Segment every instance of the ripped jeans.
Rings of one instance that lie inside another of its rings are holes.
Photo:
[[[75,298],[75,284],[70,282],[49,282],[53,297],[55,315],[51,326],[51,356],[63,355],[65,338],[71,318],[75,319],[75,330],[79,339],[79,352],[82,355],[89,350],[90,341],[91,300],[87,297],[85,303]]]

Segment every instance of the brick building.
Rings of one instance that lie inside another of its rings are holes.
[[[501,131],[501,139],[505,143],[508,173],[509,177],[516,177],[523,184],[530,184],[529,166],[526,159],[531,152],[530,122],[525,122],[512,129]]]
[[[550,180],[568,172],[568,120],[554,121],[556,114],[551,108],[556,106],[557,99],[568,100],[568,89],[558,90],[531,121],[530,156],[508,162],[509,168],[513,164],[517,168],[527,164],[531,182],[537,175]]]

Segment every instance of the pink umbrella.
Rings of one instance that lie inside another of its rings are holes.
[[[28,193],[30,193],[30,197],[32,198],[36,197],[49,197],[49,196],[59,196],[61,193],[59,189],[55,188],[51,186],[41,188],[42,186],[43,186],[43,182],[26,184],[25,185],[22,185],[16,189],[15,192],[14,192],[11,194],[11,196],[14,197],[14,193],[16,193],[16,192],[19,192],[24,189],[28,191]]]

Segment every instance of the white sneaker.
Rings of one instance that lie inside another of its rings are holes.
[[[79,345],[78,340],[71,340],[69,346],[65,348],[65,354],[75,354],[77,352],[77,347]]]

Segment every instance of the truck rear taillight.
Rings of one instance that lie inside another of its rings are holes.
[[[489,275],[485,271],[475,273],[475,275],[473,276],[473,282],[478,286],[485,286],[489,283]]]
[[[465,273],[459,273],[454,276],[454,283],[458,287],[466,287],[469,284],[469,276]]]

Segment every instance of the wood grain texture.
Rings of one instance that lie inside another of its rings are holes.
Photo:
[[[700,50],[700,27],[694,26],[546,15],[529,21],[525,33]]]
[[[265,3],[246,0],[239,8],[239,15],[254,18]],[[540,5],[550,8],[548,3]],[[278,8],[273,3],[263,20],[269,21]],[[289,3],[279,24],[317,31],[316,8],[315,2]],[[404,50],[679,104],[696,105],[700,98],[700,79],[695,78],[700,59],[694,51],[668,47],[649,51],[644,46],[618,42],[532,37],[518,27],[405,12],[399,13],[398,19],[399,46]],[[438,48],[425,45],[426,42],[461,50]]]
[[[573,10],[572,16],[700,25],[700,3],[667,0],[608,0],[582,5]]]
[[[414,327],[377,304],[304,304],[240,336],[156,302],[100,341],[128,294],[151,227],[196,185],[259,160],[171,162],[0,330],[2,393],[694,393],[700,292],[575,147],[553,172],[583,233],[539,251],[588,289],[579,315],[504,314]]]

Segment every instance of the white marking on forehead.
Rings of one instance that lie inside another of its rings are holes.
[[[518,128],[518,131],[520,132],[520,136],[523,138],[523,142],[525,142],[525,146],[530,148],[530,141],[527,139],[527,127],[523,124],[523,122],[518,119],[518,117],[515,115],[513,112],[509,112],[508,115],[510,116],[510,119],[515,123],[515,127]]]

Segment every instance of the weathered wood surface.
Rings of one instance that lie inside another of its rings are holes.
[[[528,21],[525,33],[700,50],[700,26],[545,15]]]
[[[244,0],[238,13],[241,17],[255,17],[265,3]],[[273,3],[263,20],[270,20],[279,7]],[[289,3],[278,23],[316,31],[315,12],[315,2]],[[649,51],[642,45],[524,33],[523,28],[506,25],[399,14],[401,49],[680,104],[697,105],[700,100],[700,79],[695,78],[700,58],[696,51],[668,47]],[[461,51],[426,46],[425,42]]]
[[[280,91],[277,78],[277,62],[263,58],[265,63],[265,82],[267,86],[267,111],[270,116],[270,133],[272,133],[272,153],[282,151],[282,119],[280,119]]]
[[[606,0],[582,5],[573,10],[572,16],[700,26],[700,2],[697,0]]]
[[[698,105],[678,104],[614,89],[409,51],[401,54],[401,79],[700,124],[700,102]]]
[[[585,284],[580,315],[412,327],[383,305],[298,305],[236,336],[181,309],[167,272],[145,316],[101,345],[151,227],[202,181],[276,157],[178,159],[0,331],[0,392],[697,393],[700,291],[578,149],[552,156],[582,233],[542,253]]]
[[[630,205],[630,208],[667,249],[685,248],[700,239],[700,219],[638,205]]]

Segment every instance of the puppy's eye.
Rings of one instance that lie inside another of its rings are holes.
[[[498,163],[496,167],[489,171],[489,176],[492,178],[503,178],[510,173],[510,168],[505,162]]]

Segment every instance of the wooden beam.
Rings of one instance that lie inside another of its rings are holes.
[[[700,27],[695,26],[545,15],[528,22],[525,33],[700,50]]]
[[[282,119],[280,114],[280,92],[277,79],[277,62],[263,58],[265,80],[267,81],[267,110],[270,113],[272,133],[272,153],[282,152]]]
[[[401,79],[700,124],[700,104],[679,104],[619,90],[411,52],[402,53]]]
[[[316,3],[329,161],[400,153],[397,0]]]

__PROBLEM DESCRIPTION__.
Count the lines in the items above that contain the word "white", treating uppercase and lowercase letters as different, and give only the number.

__RESULT OF THE EXERCISE__.
2